## Extracted entries

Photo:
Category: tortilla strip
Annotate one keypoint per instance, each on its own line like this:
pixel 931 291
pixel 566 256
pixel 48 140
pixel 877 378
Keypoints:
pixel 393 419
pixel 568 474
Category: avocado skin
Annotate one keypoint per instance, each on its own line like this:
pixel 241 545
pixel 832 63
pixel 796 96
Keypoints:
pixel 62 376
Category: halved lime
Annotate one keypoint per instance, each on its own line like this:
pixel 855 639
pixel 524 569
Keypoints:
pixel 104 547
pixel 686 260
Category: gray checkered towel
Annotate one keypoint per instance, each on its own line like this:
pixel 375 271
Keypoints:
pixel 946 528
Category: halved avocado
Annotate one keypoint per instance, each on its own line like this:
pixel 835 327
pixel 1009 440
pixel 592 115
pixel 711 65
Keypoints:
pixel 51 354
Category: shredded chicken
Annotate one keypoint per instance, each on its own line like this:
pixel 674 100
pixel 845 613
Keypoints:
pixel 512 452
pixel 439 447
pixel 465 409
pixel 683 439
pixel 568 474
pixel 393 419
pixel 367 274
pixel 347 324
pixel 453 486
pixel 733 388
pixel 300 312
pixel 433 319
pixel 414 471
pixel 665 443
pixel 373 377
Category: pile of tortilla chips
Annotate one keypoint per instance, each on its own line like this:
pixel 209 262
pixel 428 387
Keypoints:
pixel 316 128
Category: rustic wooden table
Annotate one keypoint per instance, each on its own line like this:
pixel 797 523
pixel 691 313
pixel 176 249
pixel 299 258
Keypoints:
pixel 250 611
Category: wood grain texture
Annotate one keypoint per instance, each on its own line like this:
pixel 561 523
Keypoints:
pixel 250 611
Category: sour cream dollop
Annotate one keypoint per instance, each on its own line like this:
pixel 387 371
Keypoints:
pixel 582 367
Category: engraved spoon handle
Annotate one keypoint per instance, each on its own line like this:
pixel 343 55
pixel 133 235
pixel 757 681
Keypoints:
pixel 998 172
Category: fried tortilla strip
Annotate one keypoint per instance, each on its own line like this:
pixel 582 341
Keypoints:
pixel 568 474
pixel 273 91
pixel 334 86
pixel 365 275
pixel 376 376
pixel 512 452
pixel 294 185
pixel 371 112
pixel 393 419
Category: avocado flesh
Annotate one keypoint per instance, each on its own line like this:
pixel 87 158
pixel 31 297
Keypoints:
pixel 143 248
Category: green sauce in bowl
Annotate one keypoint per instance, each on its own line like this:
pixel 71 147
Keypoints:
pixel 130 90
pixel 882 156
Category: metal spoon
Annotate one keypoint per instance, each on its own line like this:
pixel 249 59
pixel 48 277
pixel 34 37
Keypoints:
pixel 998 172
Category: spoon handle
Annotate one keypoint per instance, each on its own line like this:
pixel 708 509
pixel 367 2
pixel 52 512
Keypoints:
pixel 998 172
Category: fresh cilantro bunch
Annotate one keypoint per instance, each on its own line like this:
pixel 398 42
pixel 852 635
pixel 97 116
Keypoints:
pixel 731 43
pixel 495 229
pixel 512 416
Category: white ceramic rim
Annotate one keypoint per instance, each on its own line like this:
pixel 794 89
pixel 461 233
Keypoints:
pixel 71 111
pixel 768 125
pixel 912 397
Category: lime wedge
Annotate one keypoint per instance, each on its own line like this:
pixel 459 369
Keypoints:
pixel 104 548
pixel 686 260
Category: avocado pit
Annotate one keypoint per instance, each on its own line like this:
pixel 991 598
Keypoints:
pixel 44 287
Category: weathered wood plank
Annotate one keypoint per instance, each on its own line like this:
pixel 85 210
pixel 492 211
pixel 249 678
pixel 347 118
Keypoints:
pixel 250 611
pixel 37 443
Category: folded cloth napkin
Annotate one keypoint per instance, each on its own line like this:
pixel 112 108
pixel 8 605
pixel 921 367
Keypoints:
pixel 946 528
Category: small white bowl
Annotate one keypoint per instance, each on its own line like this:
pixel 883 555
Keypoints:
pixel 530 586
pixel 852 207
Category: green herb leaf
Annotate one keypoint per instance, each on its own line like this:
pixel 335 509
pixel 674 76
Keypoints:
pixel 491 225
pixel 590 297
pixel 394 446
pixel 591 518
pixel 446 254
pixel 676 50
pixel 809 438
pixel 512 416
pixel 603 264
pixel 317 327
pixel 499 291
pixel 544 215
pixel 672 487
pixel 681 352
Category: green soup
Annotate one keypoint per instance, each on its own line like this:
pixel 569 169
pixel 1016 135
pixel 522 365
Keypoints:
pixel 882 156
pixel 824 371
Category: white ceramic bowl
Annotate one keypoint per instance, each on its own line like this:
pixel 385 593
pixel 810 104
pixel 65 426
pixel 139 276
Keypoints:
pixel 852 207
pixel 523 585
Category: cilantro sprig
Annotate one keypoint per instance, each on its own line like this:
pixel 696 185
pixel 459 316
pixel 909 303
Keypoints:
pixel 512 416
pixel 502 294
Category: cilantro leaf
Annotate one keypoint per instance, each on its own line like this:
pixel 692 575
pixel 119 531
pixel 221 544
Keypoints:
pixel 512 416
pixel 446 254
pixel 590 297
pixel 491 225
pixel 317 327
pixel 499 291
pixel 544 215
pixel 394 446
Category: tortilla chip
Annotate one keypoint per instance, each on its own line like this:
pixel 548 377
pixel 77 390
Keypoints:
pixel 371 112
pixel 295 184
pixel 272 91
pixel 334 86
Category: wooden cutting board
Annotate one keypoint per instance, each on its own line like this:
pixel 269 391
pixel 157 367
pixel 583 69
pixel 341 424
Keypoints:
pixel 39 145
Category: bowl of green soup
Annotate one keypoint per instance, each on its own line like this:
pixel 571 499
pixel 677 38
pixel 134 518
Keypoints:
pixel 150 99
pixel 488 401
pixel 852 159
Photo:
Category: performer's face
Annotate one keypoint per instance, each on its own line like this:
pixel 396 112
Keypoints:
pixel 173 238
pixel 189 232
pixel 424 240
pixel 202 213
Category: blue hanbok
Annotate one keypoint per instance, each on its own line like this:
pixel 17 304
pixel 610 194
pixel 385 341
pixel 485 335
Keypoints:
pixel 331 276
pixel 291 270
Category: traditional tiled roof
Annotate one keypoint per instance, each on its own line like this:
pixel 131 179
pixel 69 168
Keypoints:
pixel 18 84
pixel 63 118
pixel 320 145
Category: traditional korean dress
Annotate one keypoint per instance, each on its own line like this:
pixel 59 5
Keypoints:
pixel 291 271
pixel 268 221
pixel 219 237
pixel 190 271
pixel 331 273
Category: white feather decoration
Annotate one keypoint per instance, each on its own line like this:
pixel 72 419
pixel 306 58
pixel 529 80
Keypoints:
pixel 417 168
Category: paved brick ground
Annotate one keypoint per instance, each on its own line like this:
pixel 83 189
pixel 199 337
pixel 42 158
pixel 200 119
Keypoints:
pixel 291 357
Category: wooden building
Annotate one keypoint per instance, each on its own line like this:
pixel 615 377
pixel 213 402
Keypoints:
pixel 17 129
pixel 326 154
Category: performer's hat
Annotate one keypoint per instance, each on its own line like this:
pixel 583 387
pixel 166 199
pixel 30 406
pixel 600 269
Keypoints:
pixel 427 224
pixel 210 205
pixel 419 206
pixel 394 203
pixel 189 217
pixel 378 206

## What you have to do
Can you reproduce the material from the line with "Category: traditional tiled roof" up to and including the line with "pixel 417 168", substituting "ornament" for "decoration" and keeping everything else the same?

## Written response
Category: traditional tiled roof
Annotate one keypoint per instance, each on its own line like this:
pixel 131 179
pixel 69 168
Keypoints:
pixel 18 84
pixel 63 118
pixel 320 145
Category: traditional korean dress
Annotate one keypoint per instance, each on its own line like this:
pixel 59 5
Keypoints:
pixel 291 271
pixel 268 221
pixel 219 237
pixel 190 271
pixel 331 273
Category: white feather ornament
Annotate one keypoint per instance, each on its own line like this:
pixel 72 419
pixel 306 58
pixel 529 80
Keypoints:
pixel 417 168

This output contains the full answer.